The answer must be an exact copy of all the data below.

━━ Data for processing ━━

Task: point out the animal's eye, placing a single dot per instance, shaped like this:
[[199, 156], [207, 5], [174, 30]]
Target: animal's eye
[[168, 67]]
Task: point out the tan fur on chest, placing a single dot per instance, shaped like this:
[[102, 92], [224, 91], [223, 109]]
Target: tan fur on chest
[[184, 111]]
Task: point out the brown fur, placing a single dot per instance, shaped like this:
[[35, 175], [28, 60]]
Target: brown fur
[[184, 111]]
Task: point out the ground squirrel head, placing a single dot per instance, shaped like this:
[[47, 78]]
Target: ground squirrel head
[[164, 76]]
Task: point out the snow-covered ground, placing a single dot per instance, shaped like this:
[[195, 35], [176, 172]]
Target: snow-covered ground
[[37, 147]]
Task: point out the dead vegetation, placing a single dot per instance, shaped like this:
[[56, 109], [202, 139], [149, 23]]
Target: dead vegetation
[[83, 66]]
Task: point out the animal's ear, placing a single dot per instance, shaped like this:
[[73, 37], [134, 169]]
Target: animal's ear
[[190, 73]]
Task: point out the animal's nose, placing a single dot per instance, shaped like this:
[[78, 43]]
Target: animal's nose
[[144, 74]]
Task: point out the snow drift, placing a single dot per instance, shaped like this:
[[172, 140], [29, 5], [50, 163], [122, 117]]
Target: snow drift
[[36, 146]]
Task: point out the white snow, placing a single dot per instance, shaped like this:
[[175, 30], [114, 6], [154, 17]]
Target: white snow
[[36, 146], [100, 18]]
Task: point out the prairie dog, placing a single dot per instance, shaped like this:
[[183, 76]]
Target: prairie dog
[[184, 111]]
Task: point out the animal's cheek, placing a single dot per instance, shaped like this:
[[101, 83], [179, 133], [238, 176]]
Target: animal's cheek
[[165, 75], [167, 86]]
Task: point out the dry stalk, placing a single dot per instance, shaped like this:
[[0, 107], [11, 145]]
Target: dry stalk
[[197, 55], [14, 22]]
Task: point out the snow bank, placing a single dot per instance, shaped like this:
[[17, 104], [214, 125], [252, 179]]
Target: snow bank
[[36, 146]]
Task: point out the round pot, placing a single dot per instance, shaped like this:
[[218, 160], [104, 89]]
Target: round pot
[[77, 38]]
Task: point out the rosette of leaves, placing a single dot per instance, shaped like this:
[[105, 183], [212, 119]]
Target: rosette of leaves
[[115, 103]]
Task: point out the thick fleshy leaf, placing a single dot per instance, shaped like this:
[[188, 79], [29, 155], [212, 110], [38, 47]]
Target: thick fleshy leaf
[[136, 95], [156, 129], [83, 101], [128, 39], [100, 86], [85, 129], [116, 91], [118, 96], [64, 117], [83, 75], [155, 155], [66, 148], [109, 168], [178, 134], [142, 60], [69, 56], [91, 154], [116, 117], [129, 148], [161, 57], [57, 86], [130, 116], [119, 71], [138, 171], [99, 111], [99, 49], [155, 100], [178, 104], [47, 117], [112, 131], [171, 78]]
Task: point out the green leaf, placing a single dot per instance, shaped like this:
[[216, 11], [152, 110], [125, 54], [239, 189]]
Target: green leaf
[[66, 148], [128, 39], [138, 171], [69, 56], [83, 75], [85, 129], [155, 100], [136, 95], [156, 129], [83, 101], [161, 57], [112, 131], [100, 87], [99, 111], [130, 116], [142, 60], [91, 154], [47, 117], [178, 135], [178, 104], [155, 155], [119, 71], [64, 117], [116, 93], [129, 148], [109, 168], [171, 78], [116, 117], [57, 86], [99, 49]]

━━━

§ Task output:
Task: point out the animal's eye, placing a single dot per instance, shaped like this:
[[199, 156], [207, 5], [174, 30]]
Target: animal's eye
[[168, 67]]
Task: point out the tan fur on chest, placing a single dot per instance, shaped like this:
[[102, 92], [224, 91], [223, 109]]
Target: tan fur on chest
[[184, 111]]
Task: point out the brown fur, placing a single dot per instance, shaped like this:
[[35, 175], [28, 60]]
Target: brown fur
[[184, 111]]
Task: point out the ground squirrel head, placing a single dot per instance, shaped like this:
[[47, 78]]
Target: ground squirrel head
[[164, 76]]
Task: point out the snow-covered ground, placing a single dot per instance, shaped like this:
[[195, 35], [176, 172]]
Target: snow-covered ground
[[37, 147]]
Task: point out the dead vegetation, placing a single dot per instance, shaped like this:
[[56, 109], [202, 139], [149, 23]]
Target: dead vegetation
[[83, 66]]
Task: point out the animal's ear, placing a single dot per instance, shaped like this:
[[73, 37], [134, 169]]
Target: animal's ear
[[190, 73]]
Task: point out the animal's nose, placing a single dot per instance, shaped like this:
[[78, 43]]
Target: animal's nose
[[144, 74]]
Task: point out the snow drift, placing a single dot per instance, shaped like this:
[[172, 140], [29, 5], [50, 163], [122, 117]]
Target: snow drift
[[36, 146]]
Task: point out the white snow, placing a single dot per instance, shaped like this:
[[175, 30], [114, 6], [154, 17]]
Target: white snow
[[36, 146], [100, 18]]
Task: point out the prairie dog, placing a single dot per instance, shaped like this:
[[183, 76]]
Target: prairie dog
[[184, 111]]
Task: point out the animal's cheek, placing a single dot per instance, shaped like this:
[[101, 83], [179, 133], [238, 176]]
Target: animal's cheek
[[165, 75], [167, 86]]
Task: point out the dry stalk, placing a single dot per instance, shaped like this:
[[0, 107], [11, 145]]
Target: dry stalk
[[197, 55], [14, 22]]
Task: point out the snow bank, placing a single dot per instance, shaped like this:
[[17, 104], [214, 125], [252, 179]]
Target: snow bank
[[36, 146]]
Task: point out the round pot, placing a single dot per instance, shaped like this:
[[218, 160], [104, 89]]
Target: round pot
[[77, 38]]
Task: point out the rosette of leaves, placing a single dot per instance, shaped like this:
[[105, 183], [212, 119]]
Target: rosette of leaves
[[115, 103]]
Task: point out the thick fleshy leaf, placing a single dot per instance, shaped like this:
[[188, 79], [29, 155], [212, 110], [38, 47]]
Target: thick fleshy leaf
[[136, 95], [156, 129], [83, 101], [128, 39], [100, 86], [85, 129], [116, 91], [118, 96], [64, 117], [83, 75], [155, 155], [66, 148], [109, 168], [178, 134], [142, 60], [69, 56], [91, 154], [116, 117], [129, 148], [161, 57], [57, 86], [130, 116], [119, 71], [138, 171], [99, 111], [99, 49], [155, 100], [178, 104], [47, 117], [112, 131], [171, 78]]
Task: point out the green leaf, placing a single dot per instance, shaped like this:
[[216, 11], [152, 110], [125, 54], [239, 189]]
Target: green leaf
[[66, 148], [128, 39], [138, 171], [69, 56], [83, 75], [85, 129], [155, 100], [136, 95], [156, 129], [83, 101], [161, 57], [112, 131], [100, 87], [99, 111], [130, 116], [142, 60], [91, 154], [47, 117], [178, 135], [178, 104], [155, 155], [119, 71], [64, 117], [116, 93], [129, 148], [109, 168], [171, 78], [116, 117], [57, 86], [99, 49]]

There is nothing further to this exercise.